GIVEN PROBLEM 1 ▸
In the simulation demographics text, what can you set to make a sim use default birth and death rates?
GIVEN PROBLEM 2 ▸
Pick up the simulation demographics tutorial right after its final sentence and write the next part.

— BEGIN TEXT SEGMENT —

This will apply annual birth and death rates as specified in the pars dict. Alternatively, we can make demographic components, which achieves the same thing:

[2]:

demographics = [
    ss.Births(birth_rate=20),
    ss.Deaths(death_rate=15)
]
sim = ss.Sim(demographics=demographics)

You can even simply set demographics=True to use default rates:

[3]:

ss.Sim(demographics=True).run().plot();

Initializing sim with 10000 agents
  Running 2000.0 ( 0/51) (0.00 s)  ———————————————————— 2%
  Running 2010.0 (10/51) (0.02 s)  ••••———————————————— 22%
  Running 2020.0 (20/51) (0.04 s)  ••••••••———————————— 41%
  Running 2030.0 (30/51) (0.05 s)  ••••••••••••———————— 61%
  Running 2040.0 (40/51) (0.07 s)  ••••••••••••••••———— 80%
  Running 2050.0 (50/51) (0.09 s)  •••••••••••••••••••• 100%

Figure(800x600)

../_images/tutorials_tut_demographics_7_1.png

By default, agents age if and only if at least one demographics module is included. You can override this behavior by setting use_aging, e.g. ss.Sim(use_aging=False)

— END TEXT SEGMENT —
— BEGIN SUPPLIED RECORDS —

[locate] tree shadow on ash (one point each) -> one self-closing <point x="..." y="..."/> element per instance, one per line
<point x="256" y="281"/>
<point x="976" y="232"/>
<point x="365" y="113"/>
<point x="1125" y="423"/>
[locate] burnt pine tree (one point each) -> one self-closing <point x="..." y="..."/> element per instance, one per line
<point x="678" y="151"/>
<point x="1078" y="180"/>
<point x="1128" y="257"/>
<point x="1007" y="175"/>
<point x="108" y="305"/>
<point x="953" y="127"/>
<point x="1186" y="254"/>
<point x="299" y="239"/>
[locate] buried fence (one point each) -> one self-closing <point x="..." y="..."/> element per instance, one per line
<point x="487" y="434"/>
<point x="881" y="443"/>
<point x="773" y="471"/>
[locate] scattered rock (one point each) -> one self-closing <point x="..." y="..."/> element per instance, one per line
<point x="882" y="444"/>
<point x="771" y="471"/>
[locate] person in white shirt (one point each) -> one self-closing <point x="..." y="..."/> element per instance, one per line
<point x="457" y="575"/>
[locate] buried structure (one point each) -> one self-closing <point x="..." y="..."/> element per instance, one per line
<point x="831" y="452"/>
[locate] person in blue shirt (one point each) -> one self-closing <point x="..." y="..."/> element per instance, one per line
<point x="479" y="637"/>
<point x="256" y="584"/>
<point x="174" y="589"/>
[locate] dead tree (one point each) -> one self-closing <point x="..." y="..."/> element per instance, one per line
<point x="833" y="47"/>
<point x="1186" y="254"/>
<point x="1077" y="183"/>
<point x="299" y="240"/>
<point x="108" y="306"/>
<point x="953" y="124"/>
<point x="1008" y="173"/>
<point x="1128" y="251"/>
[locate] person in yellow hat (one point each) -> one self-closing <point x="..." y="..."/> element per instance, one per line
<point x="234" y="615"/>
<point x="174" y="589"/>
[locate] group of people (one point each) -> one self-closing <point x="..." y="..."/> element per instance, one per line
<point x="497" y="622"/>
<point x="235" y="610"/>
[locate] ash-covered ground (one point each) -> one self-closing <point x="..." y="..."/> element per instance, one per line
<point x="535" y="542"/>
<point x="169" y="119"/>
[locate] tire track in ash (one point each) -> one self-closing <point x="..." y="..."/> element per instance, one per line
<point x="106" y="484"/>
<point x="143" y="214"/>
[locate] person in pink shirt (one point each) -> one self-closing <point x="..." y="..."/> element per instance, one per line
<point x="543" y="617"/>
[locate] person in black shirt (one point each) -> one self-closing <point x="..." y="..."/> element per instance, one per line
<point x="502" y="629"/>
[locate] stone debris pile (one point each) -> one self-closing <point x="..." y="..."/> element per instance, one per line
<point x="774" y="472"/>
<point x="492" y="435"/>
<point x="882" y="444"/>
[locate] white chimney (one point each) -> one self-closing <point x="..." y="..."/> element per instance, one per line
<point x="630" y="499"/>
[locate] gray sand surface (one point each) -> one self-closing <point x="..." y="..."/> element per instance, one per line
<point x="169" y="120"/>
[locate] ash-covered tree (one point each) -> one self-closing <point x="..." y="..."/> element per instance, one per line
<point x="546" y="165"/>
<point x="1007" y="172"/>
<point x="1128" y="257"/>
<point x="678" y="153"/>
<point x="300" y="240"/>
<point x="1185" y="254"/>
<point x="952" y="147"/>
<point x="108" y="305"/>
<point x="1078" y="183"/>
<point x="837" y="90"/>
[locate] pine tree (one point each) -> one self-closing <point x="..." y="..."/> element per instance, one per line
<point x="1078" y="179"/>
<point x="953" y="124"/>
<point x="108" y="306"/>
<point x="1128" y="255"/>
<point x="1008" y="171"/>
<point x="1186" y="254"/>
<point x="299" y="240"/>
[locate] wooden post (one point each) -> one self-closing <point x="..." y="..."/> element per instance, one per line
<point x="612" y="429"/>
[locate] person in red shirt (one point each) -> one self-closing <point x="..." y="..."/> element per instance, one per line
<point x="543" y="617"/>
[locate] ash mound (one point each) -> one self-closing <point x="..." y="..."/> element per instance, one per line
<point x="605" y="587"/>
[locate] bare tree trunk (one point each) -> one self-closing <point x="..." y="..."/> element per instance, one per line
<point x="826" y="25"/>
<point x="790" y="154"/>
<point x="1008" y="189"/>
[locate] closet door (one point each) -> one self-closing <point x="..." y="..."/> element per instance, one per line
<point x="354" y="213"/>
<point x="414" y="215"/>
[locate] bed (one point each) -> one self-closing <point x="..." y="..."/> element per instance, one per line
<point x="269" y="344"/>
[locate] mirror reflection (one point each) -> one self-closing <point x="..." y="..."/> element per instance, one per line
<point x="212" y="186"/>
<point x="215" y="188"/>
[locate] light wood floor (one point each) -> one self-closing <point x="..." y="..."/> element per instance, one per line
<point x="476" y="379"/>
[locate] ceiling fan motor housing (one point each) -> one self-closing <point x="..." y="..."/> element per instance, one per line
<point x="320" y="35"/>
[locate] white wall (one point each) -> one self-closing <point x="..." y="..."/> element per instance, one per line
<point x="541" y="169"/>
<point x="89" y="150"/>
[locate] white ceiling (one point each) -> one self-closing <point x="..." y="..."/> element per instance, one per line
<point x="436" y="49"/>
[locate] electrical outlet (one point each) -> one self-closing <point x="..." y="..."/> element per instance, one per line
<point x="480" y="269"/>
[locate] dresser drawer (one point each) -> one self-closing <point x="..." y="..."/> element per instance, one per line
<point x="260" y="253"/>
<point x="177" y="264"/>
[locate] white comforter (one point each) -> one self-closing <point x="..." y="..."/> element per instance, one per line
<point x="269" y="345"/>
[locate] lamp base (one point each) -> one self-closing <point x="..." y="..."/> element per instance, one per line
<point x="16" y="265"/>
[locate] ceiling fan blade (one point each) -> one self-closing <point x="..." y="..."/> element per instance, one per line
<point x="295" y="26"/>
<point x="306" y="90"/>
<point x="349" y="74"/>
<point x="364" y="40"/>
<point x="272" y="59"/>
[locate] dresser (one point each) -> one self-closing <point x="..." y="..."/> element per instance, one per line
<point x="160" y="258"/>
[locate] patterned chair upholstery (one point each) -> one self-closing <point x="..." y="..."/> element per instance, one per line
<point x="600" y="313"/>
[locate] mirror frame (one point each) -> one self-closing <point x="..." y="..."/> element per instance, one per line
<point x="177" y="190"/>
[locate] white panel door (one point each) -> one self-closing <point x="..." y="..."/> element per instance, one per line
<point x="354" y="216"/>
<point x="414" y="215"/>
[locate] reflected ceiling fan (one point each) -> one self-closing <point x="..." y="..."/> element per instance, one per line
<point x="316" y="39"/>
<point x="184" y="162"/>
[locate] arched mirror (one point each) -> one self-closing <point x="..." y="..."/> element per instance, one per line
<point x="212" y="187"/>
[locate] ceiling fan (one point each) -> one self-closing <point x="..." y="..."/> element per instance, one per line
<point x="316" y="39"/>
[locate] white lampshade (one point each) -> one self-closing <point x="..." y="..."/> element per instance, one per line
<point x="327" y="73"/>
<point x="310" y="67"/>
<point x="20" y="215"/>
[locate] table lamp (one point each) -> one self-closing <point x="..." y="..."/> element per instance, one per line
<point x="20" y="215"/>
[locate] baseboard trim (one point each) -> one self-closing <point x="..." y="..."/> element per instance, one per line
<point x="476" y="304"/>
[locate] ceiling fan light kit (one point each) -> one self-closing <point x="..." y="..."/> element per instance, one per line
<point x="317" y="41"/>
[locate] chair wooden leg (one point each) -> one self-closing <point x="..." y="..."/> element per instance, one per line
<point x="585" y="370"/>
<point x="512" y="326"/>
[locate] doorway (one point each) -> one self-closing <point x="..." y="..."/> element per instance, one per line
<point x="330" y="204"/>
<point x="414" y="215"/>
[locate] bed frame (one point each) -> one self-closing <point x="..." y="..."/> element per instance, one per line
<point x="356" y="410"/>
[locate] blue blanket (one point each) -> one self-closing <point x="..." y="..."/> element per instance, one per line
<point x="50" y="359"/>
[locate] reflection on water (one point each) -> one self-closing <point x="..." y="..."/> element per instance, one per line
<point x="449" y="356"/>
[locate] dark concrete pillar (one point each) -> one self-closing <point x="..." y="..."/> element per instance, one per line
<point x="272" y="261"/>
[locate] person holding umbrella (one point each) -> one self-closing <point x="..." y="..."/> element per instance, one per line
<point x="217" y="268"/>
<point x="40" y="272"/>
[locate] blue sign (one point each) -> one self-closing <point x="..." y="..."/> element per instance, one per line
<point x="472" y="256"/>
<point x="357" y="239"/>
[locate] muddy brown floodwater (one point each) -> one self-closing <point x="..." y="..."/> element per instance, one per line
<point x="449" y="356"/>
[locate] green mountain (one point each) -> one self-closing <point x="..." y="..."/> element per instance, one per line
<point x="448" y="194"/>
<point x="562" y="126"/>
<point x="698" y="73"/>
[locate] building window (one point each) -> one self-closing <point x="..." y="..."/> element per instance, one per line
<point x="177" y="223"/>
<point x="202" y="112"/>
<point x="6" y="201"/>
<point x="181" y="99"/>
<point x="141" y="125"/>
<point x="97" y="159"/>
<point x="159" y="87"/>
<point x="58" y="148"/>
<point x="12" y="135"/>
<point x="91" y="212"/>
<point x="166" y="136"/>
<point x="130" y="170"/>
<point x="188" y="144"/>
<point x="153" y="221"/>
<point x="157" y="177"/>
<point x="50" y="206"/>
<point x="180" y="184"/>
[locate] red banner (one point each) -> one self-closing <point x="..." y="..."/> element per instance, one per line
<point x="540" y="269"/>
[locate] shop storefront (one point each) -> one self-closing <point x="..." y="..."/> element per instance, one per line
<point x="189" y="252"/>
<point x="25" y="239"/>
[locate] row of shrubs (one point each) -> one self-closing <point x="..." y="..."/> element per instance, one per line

— END SUPPLIED RECORDS —

TASK RESPONSE 1 ▸
Set demographics=True, as in ss.Sim(demographics=True).

TASK RESPONSE 2 ▸
Scaling results to whole populations#

Even though we’ve been simulating populations of a few thousand agents, we can also use the total_pop parameter to scale our results so that they reflect a much larger population. You can think of this as a kind of statistical sampling approximation. If we want to model the population of Nigeria, for example, it would be much too computationally intensive to simulate 200 million agents. However, we could simulate 50,000 agents and then say that each agent represents 4,000 people. Again, we can do this by passing total_pop=200e6 to the sim or in the pars dictionary. Here’s an example:

[4]:

demographics = [
    ss.Births(pars={'birth_rate': 20}),
    ss.Deaths(pars={'death_rate': 15})
]
sim = ss.Sim(pars={'total_pop': 200e6, 'n_agents': 50e3}, demographics=demographics)

Using realistic vital demographics#

For more realistic demographics, we can also pass in a file that has birth or death rates over time and by age/sex. There are examples of these files in the tests/test_data folder. Here’s how we would read them in and construct realistic vital dynamics for Nigeria:

[5]:

import starsim as ss
import pandas as pd
import matplotlib.pyplot as plt

# Read in age-specific fertility rates
fertility_rates = pd.read_csv('test_data/nigeria_asfr.csv')
pregnancy = ss.Pregnancy(pars={'fertility_rate': fertility_rates})

death_rates = pd.read_csv('test_data/nigeria_deaths.csv')
death = ss.Deaths(pars={'death_rate': death_rates, 'rate_units': 1})

demographics = [pregnancy, death]

# Make people using the distribution of the population by age/sex in 1995
n_agents = 5_000
nga_pop_1995 = 106819805  # Population of Nigeria in 1995, the year we will start the model
age_data = pd.read_csv('test_data/nigeria_age.csv')
ppl = ss.People(n_agents, age_data=age_data)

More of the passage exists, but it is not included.